> _Work to complete_
Please rewrite the paragraph of the lanternshark text that begins "The velvet belly lanternshark is a less than intimidating shark" as a short bulleted list of its main facts.

> _Extract to read_
************
There’s no reason to be afraid. Sharks don’t have lasers on their heads yet (that we’ve found), but we’re getting closer and closer to discovering Dr. Evil’s dream fish. Granted, you have to dive pretty deep to find the velvet belly lanternshark that uses lightsaber-like spines to warn off predators. Then again, we feel that the last half of that sentence makes the first half totally worth it. The shark’s glowing spines are just half the story, though — hit the jump and find out what else they can do.
The velvet belly lanternshark is a less than intimidating shark — averaging just 18-inches long — living in the deep waters of the northeast Atlantic Ocean. Biologists already knew about the bioluminescence of their bellies to effect counter-illumination — a process that helps to render them invisible to predators. When seen from below, the light obscures the shark’s silhouette, camouflaging it against light filtering down from the surface above.
************
> _Extracted information_
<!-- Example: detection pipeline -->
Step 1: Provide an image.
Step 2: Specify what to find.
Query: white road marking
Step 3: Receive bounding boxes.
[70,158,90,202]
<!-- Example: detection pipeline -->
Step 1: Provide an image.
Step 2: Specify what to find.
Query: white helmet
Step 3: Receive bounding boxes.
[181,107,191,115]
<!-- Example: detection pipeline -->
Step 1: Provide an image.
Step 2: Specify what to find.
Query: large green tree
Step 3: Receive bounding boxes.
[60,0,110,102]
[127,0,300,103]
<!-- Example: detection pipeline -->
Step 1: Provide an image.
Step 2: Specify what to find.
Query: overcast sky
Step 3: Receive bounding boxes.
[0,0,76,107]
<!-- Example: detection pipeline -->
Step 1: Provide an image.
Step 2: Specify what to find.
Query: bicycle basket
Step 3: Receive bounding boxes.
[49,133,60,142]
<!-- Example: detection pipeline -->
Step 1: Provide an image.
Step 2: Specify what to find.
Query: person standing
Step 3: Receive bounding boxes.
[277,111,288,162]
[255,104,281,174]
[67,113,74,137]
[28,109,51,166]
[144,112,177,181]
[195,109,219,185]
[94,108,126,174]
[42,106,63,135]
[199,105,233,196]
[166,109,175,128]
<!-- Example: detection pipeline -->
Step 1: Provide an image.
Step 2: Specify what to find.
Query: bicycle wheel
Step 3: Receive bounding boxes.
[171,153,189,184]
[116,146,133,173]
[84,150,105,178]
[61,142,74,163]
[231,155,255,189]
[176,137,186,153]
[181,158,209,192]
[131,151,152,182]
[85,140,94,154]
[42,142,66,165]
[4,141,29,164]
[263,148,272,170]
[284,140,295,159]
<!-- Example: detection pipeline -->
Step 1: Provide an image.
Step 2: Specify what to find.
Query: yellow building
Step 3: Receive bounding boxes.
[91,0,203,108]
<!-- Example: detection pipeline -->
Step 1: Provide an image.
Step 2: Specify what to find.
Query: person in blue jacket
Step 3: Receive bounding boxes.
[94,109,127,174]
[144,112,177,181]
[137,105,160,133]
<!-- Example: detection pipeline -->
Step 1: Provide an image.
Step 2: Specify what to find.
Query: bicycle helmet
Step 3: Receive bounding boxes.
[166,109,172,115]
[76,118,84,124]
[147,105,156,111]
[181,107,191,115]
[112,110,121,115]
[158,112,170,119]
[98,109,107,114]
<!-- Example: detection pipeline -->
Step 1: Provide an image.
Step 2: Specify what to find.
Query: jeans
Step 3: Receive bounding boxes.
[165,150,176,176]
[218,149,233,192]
************
> _Task answer_
- The velvet belly lanternshark is small, averaging about 18 inches long.
- It lives in the deep waters of the northeast Atlantic Ocean.
- Biologists already knew its belly is bioluminescent and produces counter-illumination, which helps make it invisible to predators.
- Seen from below, this light hides the shark's silhouette against the light coming down from the surface.